Swap "component" for "tool" everywhere in the listing below, and write the listing out again with nothing else changed and the pictures omitted.

— Start MATERIAL PROVIDED —

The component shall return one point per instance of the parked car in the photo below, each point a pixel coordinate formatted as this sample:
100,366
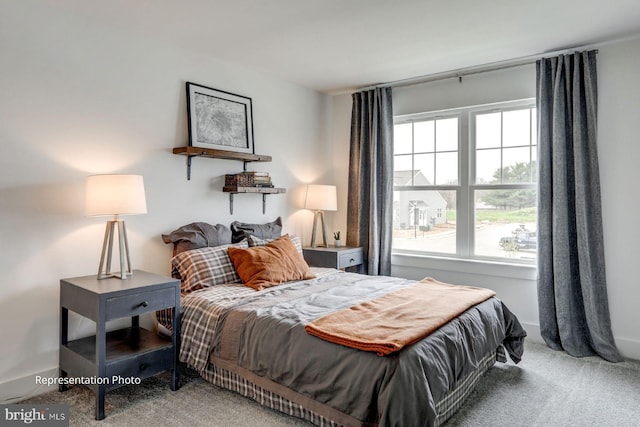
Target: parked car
521,239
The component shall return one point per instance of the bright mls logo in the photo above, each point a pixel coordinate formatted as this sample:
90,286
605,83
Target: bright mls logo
34,415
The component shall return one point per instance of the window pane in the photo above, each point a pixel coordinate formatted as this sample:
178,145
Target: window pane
424,164
517,166
424,221
402,135
402,163
516,128
488,130
488,166
447,134
534,126
506,224
446,168
424,137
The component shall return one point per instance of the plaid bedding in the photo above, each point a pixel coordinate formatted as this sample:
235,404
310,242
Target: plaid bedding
205,311
201,311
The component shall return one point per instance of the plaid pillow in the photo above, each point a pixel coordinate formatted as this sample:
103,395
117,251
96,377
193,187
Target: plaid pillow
205,267
256,241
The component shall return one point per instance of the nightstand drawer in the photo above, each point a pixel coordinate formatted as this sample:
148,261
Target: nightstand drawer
139,303
350,259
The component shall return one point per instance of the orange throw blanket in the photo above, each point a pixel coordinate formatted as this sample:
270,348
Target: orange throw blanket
392,321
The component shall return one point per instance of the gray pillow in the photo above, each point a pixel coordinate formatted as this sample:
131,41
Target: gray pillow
270,230
197,235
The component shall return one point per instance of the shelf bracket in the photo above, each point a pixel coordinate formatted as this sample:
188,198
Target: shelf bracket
264,203
189,167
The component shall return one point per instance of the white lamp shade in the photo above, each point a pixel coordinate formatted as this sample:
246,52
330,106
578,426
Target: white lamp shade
321,198
115,195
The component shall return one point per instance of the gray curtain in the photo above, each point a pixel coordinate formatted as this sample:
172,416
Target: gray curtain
370,200
572,290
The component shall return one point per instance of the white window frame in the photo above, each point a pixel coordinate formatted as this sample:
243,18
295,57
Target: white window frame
466,187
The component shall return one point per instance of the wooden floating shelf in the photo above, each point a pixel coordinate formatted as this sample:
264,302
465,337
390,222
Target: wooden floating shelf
192,152
264,190
252,190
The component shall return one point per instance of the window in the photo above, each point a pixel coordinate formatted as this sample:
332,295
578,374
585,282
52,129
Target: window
465,182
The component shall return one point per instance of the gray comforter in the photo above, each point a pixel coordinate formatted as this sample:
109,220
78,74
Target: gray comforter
263,333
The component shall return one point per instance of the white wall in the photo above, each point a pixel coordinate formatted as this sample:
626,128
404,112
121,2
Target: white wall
79,98
619,128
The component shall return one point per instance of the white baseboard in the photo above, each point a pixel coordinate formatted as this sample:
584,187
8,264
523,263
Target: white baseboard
629,348
22,388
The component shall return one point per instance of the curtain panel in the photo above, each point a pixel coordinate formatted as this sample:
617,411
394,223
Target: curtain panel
572,289
370,199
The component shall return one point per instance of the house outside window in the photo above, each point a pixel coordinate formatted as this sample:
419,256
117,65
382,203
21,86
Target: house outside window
465,183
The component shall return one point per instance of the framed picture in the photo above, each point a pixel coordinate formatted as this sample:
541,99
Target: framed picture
219,120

— End MATERIAL PROVIDED —

**THE ANSWER:**
The tool shall return one point per instance of the parked car in the photo below, each point a pixel coordinate formatted as this sample:
100,366
Target: parked car
521,239
The tool shall return one point per instance of the bright mls logo in the photo above, each point a pixel coordinate formatted as this sample:
90,286
605,83
Target: bright mls logo
34,415
The tool shall return one point per instance of the window pane in the photo above, each point a pixel coordinate formatted as this sample:
178,145
Target: window pane
424,164
517,166
424,221
402,135
402,163
516,128
488,130
488,166
447,134
534,126
506,224
446,168
424,137
The tool shall return one point per instance of the plaid bedding in the photo above, each point a pixel coordinate formatted as this sample:
235,404
310,242
Target: plaid bedding
205,311
201,311
The tool shall return one point per instance of the plaid pillow in the photo above, each point a pixel coordinate formatted as this sample:
103,395
117,251
96,377
193,187
Target: plaid pillow
205,267
256,241
The tool shall return one point per instance of the nightstand drawer in the photo above, each point a pixel coordinate formatted as this sample:
148,261
Target: nightstand drawer
139,303
350,259
The tool shall return one point per instance of the orange throw blanket in the photo above, each point a pixel coordinate formatted as this sample:
270,348
Target: orange throw blanket
392,321
The tool shall return one point per instance of the gray pillow in the photo above, each point a pixel coordinate formatted as this sample:
131,41
Target: gray pillow
270,230
197,235
The tool shall return one point per instance of the shelf bracket in the photo above, each point a pixel coordinate formatted as this sample:
188,198
Target: shelf bracket
264,203
189,167
The tool shall return one point per instance of the white lamp shade in the photo above, each point a pixel coordinate formatted as this sample:
246,52
330,106
578,426
Target: white lamp shade
321,198
115,195
The tool shall return one point per instance of the gray curtain in the photo above, each point a pixel coordinate formatted as this sample:
172,416
Target: gray curtain
370,200
572,290
The tool shall return one point per instance of the white window frame in the photo above, each point a pixel coordinate formatted as this sample:
243,18
295,57
Target: white window frame
466,187
The tool shall return one point per instance of the wooden floating shelf in the photo above, each point a pixel coordinate formatted as this sample:
264,302
465,337
390,222
Target: wooden floating shelf
192,152
264,190
252,190
The tool shall return one point per instance of the window in the photo above, each point a pixel coordinate formatted as this sample:
332,295
578,374
585,282
52,129
Target: window
465,182
The tool shall return one point per instance of the gray comforter in the photo above, each point a pixel coordinate formatted as this sample:
109,220
78,74
Target: gray comforter
263,333
The tool shall return one point per instance of the white wall in the photo above, each point a pixel coordinate formatted as this sample:
626,128
404,112
121,2
Target: white wall
79,98
619,128
The tool shall return one point per instance of the white baseboard in the photo above, each point a pixel coordinate formatted as this sample:
584,187
8,264
523,263
Target: white baseboard
629,348
22,388
The tool shall return one point per instance of the curtain panel in the photo above, each point a pixel coordinate formatted as this sample:
617,411
394,223
Target: curtain panel
572,289
370,199
The tool shall return one point per instance of the house outside window in the photo above, each point a pixel coordinate formatted as this sample:
419,256
117,65
382,203
21,86
Target: house outside window
465,183
The tool shall return one point per instance of the framed picture in the photo above, each point a pixel coordinate formatted as this sample:
541,99
Target: framed picture
219,120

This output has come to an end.